-- Start of The input --

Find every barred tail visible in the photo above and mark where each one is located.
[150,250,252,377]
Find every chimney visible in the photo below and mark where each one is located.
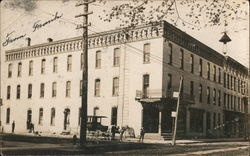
[26,37,31,46]
[47,38,53,42]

-- End of The input --

● **Exercise goal**
Repeat all the lines of the entries above word for word, but leave out the pictures.

● **Task response**
Find every barred tail visible in the photo above and mark where each one is located.
[150,250,252,377]
Find every chimney visible in the photo below and mark where each one is located.
[26,37,31,46]
[47,38,53,42]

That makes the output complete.